## What is being asked
Transcribe the data below exactly, but only from the line containing "Query: dark shoe" through its final line, both included.

[[ Input data, beginning ]]

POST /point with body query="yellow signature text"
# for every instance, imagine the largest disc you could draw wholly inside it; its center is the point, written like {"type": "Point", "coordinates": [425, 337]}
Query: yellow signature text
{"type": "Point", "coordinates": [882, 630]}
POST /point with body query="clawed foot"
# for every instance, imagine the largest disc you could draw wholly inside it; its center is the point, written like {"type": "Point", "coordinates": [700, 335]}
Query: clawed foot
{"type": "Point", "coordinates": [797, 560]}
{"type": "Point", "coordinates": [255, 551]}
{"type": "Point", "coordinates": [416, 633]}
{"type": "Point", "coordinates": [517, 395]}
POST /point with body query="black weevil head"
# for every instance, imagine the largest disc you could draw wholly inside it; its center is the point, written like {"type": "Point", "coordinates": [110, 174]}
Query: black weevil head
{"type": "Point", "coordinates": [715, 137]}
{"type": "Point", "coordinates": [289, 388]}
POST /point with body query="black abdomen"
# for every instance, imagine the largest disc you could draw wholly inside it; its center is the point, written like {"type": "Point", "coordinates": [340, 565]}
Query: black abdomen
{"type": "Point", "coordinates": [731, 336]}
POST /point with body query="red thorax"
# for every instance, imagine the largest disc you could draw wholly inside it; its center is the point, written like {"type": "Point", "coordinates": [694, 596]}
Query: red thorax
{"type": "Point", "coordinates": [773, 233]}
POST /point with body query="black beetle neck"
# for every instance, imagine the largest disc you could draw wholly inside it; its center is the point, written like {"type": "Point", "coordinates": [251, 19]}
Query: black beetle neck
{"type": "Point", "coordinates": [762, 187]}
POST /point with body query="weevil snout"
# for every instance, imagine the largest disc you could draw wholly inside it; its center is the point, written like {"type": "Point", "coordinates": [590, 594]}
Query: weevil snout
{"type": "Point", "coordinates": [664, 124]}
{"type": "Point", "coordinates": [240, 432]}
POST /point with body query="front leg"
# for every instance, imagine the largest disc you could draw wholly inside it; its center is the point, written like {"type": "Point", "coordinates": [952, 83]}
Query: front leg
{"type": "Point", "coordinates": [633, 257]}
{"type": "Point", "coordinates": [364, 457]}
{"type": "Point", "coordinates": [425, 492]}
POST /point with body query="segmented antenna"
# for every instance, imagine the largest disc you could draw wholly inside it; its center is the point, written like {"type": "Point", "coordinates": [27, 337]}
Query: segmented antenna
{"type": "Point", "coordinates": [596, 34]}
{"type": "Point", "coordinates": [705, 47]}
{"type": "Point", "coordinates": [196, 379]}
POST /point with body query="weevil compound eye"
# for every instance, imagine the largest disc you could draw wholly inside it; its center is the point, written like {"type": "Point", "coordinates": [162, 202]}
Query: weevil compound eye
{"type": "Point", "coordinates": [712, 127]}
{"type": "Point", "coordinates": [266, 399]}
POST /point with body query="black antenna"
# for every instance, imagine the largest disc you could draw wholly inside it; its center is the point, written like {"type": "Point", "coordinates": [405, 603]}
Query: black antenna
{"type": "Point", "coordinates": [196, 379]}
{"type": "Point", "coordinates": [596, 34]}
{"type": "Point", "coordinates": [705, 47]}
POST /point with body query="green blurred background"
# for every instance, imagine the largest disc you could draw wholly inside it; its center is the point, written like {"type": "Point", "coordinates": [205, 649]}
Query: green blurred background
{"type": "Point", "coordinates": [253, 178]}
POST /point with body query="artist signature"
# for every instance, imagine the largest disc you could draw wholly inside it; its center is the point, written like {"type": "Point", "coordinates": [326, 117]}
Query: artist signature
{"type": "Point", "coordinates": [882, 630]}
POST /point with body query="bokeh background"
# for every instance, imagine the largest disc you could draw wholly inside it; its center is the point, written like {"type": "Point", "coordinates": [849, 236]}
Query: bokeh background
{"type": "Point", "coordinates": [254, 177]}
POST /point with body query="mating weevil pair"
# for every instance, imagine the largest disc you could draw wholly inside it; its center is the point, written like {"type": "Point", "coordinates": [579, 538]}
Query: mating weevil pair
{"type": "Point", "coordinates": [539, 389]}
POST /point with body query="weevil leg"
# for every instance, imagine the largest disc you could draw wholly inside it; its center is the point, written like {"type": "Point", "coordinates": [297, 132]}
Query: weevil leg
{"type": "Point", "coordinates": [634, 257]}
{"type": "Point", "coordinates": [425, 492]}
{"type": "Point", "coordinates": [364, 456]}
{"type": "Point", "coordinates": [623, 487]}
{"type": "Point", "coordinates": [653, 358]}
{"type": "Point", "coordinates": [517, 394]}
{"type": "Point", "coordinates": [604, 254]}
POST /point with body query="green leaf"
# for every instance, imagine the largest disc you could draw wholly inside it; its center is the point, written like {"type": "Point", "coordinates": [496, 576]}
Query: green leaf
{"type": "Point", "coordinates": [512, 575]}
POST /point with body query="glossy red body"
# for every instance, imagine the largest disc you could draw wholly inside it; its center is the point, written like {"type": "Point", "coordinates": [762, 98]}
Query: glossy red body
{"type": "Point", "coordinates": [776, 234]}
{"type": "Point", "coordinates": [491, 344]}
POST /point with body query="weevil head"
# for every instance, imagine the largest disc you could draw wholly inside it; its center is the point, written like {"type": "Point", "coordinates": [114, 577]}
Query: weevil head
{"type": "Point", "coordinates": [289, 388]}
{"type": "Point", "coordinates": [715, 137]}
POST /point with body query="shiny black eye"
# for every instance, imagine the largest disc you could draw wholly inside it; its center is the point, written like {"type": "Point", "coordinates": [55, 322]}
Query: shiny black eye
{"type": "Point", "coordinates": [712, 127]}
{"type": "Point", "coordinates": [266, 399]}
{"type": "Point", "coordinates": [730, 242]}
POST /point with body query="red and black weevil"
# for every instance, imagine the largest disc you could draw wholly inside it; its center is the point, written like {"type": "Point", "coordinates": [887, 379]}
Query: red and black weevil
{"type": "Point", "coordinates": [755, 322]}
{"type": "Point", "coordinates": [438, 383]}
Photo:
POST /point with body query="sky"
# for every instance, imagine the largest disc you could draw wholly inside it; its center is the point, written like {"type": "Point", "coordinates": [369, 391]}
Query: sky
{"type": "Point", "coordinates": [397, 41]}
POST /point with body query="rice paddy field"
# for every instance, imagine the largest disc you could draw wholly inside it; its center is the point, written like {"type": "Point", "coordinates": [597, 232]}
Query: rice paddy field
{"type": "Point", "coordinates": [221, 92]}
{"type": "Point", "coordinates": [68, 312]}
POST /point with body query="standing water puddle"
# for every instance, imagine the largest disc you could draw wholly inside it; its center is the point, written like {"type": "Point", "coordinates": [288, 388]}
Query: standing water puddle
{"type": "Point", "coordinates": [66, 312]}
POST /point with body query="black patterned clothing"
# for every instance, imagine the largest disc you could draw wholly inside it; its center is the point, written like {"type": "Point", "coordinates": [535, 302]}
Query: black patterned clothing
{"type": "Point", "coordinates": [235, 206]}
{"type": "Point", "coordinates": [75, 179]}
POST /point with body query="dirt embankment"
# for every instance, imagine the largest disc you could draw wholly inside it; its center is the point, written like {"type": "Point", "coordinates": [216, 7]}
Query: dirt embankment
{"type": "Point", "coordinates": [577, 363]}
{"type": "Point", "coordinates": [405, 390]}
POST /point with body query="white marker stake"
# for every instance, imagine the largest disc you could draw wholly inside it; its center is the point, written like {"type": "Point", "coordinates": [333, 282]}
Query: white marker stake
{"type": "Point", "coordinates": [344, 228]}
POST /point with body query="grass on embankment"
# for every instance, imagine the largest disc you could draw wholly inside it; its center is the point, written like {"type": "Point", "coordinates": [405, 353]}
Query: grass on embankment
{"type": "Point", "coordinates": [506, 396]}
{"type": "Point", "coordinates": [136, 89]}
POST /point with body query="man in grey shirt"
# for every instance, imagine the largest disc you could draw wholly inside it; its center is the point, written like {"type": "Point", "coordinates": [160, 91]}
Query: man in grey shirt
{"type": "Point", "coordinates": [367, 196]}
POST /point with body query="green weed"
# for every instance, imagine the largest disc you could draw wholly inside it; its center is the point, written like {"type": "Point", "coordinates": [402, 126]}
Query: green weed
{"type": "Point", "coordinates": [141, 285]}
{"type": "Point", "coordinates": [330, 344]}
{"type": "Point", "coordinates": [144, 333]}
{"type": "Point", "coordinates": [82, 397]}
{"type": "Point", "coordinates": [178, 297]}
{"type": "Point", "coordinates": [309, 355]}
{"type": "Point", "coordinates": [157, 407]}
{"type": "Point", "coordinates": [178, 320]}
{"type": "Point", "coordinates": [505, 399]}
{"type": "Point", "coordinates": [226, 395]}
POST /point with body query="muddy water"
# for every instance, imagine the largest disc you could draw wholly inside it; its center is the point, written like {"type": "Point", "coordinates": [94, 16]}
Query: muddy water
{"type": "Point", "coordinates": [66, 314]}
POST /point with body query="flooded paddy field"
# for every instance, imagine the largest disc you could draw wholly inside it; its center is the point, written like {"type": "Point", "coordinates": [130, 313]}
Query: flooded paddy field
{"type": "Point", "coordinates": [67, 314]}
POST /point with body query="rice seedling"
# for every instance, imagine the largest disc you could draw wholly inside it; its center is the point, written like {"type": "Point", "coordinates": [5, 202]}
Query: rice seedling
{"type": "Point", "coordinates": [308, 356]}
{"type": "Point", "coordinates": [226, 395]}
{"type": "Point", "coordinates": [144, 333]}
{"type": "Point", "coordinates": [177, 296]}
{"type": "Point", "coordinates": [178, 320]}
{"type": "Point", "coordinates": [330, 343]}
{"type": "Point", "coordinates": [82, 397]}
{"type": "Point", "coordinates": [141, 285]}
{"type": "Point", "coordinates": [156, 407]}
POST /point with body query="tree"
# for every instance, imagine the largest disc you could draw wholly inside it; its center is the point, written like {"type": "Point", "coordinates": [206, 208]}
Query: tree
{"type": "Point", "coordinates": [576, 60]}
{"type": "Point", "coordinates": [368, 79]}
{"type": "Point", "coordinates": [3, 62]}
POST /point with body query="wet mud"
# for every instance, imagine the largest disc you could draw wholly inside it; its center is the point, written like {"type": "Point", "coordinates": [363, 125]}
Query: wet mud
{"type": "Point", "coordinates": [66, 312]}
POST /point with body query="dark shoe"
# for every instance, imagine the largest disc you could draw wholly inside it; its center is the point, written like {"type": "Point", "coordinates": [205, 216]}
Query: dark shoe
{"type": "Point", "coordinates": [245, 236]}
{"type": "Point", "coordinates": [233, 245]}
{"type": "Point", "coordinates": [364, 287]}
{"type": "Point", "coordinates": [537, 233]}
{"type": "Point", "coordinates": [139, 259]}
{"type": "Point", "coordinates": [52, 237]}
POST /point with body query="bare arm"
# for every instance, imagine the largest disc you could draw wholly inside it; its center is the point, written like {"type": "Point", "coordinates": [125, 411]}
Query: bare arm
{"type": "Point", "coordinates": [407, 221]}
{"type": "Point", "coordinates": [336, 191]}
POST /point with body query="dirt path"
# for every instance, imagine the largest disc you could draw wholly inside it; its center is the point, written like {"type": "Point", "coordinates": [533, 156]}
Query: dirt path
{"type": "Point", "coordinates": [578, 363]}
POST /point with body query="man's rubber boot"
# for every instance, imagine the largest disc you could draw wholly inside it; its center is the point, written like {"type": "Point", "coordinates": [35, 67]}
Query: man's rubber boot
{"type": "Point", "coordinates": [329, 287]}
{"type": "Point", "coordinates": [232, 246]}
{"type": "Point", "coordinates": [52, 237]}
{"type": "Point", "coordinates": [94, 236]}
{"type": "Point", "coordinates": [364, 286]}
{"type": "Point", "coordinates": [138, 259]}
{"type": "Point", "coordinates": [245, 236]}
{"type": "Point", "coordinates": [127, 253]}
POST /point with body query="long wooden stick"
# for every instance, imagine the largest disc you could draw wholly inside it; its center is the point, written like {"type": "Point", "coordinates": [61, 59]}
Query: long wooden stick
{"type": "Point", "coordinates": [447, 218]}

[[ Input data, end ]]

## Final answer
Query: dark shoe
{"type": "Point", "coordinates": [245, 236]}
{"type": "Point", "coordinates": [233, 245]}
{"type": "Point", "coordinates": [364, 287]}
{"type": "Point", "coordinates": [537, 233]}
{"type": "Point", "coordinates": [139, 259]}
{"type": "Point", "coordinates": [52, 237]}
POST /point with body query="bare arm"
# for every instance, imagine the largest disc you could draw wholly inside it; its center is the point, written like {"type": "Point", "coordinates": [125, 411]}
Query: bare arm
{"type": "Point", "coordinates": [407, 221]}
{"type": "Point", "coordinates": [336, 191]}
POST /point with body query="dirt path"
# for every instance, imagine the largest disc you could draw wholly inside it; its center is the point, written like {"type": "Point", "coordinates": [533, 156]}
Query: dirt path
{"type": "Point", "coordinates": [578, 363]}
POST /point with body query="man's rubber boot"
# for every instance, imagine the largest disc you could draw wholly inside it; its center is the point, written like {"type": "Point", "coordinates": [35, 67]}
Query: man's rubber boot
{"type": "Point", "coordinates": [329, 287]}
{"type": "Point", "coordinates": [232, 246]}
{"type": "Point", "coordinates": [52, 237]}
{"type": "Point", "coordinates": [94, 236]}
{"type": "Point", "coordinates": [364, 286]}
{"type": "Point", "coordinates": [138, 259]}
{"type": "Point", "coordinates": [245, 236]}
{"type": "Point", "coordinates": [127, 253]}
POST /point with body query="long wooden stick"
# for every instance, imagine the largest disc you could draw wholly inside it; its center is the point, written like {"type": "Point", "coordinates": [61, 59]}
Query: long wooden stick
{"type": "Point", "coordinates": [447, 218]}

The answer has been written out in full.